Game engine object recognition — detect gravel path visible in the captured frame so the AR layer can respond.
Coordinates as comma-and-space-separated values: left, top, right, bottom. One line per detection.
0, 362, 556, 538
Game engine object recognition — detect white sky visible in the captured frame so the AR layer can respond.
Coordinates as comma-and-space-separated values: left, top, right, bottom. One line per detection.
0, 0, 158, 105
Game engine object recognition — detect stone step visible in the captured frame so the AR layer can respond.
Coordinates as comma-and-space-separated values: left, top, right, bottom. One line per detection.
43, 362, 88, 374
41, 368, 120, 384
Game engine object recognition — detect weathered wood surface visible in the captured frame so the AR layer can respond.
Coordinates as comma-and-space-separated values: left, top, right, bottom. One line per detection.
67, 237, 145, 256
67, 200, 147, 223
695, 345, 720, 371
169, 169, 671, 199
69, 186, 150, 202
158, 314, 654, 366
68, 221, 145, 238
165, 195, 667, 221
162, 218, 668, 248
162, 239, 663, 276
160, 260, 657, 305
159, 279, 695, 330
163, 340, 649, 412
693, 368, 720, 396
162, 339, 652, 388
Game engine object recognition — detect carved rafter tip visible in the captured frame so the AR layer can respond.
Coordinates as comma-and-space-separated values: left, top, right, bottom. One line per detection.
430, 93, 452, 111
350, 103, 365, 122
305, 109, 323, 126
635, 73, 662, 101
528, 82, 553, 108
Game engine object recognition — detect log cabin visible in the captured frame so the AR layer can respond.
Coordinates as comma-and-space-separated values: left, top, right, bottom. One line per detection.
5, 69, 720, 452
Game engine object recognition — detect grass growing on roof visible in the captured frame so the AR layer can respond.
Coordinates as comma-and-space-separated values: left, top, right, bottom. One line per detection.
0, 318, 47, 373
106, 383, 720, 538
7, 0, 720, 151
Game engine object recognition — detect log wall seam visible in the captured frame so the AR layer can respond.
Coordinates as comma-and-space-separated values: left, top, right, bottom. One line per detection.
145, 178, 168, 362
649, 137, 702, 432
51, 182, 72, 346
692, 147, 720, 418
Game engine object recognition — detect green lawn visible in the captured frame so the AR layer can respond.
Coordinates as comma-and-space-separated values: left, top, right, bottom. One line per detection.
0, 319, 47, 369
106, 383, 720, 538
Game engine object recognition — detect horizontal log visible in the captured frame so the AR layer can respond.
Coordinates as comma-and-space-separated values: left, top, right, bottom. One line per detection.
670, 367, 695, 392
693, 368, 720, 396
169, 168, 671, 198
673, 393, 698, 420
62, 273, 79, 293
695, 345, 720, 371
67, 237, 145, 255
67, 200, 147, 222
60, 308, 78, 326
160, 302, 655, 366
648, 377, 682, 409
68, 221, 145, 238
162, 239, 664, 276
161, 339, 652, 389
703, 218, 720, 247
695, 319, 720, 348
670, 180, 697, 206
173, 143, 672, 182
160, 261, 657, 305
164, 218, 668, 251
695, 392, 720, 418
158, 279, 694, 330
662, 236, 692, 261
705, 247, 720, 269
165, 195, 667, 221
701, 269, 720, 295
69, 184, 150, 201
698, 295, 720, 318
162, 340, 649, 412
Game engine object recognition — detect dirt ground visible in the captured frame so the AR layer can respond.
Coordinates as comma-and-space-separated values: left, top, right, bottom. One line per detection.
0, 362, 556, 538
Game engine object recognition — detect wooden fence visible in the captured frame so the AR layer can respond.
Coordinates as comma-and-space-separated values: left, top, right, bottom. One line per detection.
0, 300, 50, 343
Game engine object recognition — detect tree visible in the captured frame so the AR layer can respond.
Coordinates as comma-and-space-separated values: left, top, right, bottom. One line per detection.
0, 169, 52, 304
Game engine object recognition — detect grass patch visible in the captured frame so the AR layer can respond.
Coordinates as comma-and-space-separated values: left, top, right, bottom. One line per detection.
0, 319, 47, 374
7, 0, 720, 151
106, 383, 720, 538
◇ ◇ ◇
Please arrange every line of the records above as a numbered list, leaving out any blank lines.

1. Game engine object recognition — detect gravel path visible in the captured frame so the AR layer can respond.
2. Coordinates as comma-and-space-separated values: left, top, right, bottom. One line per detection.
3. 0, 362, 556, 538
4. Game engine object recognition — detect white sky visible in the captured frame so the AR layer can respond.
5. Coordinates as comma-and-space-separated values: left, top, right, bottom. One line per detection.
6. 0, 0, 158, 105
7. Game engine object recognition — detect stone step visible in the captured frame so the AR layer can respond.
8. Coordinates as comma-and-space-separated values: left, top, right, bottom. One line per detection.
9. 43, 362, 88, 374
10. 41, 368, 120, 384
11. Game engine object recognition — detect weathered wood surface visible in the captured frame so the AR layer can respond.
12. Coordinates as comma-and-space-separated values: left, top, right, bottom. One line per detection.
13. 67, 237, 145, 256
14. 67, 200, 147, 223
15. 695, 345, 720, 371
16. 169, 169, 671, 199
17. 69, 186, 150, 202
18. 158, 314, 654, 366
19. 68, 221, 145, 238
20. 165, 195, 667, 221
21. 162, 218, 668, 248
22. 162, 239, 663, 276
23. 160, 260, 657, 305
24. 159, 279, 695, 330
25. 163, 340, 649, 412
26. 693, 368, 720, 396
27. 162, 339, 652, 388
28. Game engine object recognition — detect carved rafter tip visible in the captured frame so the AR layer can respond.
29. Coordinates as comma-and-space-separated values: left, top, right, bottom. One line per detection.
30. 430, 93, 452, 111
31. 350, 103, 365, 122
32. 305, 109, 323, 126
33. 635, 73, 662, 101
34. 528, 82, 553, 108
35. Game engine object recognition — detect log cabin visible in the captured frame so the AR layer can respond.
36. Coordinates as comma-and-space-separated values: left, top, right, bottom. One line per detection.
37. 5, 69, 720, 452
38. Game engine object recognition — detect grass growing on roof visible in the captured frame so the AR layer can respond.
39. Coordinates as comma-and-space-separated values: left, top, right, bottom. One line per detection.
40. 0, 318, 47, 373
41. 106, 383, 720, 538
42. 7, 0, 720, 151
43. Game engine object recognition — detect log wall seam visible in the captured frame so the AR layer can respond.
44. Coordinates as comma-and-space-separated values: left, top, right, bottom. One line per detection.
45. 145, 178, 168, 362
46. 649, 137, 702, 432
47. 51, 182, 72, 346
48. 692, 147, 720, 418
49. Game engine object recognition — detect green lawn visible in the captured frame so the AR layer can respond.
50. Coordinates as comma-and-space-separated values: left, top, right, bottom. One line per detection.
51. 0, 319, 47, 369
52. 106, 383, 720, 538
53. Game engine object recognition — detect horizontal log visible in the captured frame so the AR layer can respond.
54. Coordinates as comma-and-space-separated values: left, top, right, bottom. One line per detection.
55. 670, 367, 695, 392
56. 693, 368, 720, 396
57. 169, 168, 671, 198
58. 673, 393, 698, 420
59. 62, 273, 79, 293
60. 695, 345, 720, 371
61. 67, 237, 145, 255
62. 67, 200, 147, 222
63. 60, 308, 78, 326
64. 160, 302, 655, 366
65. 648, 377, 682, 409
66. 68, 221, 145, 238
67. 162, 239, 664, 276
68. 161, 339, 652, 389
69. 703, 218, 720, 247
70. 695, 319, 720, 348
71. 670, 180, 697, 206
72. 173, 143, 672, 182
73. 160, 261, 657, 305
74. 164, 218, 668, 251
75. 695, 392, 720, 418
76. 158, 279, 694, 330
77. 662, 236, 692, 261
78. 705, 247, 720, 269
79. 165, 195, 667, 221
80. 701, 269, 720, 295
81. 69, 184, 150, 201
82. 698, 295, 720, 318
83. 162, 340, 649, 412
84. Game engine object recognition — detect dirt ground visible in the captured frame so the AR layer can respond.
85. Coordinates as comma-and-space-separated values: left, top, right, bottom. One line per detection.
86. 0, 362, 556, 538
87. Game engine object recognition — detect wooden fence visible in the captured frame so the AR layer can respond.
88. Coordinates as comma-and-space-separated values: left, top, right, bottom. One line per detection.
89. 0, 300, 50, 343
90. Game engine object recognition — detect tree visible in the captured frame so the AR layer can respond.
91. Coordinates as comma-and-space-separated values: left, top, right, bottom. One line per detection.
92. 0, 169, 52, 304
93. Game engine object recognition — detect grass patch visible in the captured frame so the AR layer can respond.
94. Coordinates as comma-and-space-separated values: left, top, right, bottom. One line per detection.
95. 0, 319, 47, 374
96. 7, 0, 720, 151
97. 106, 383, 720, 538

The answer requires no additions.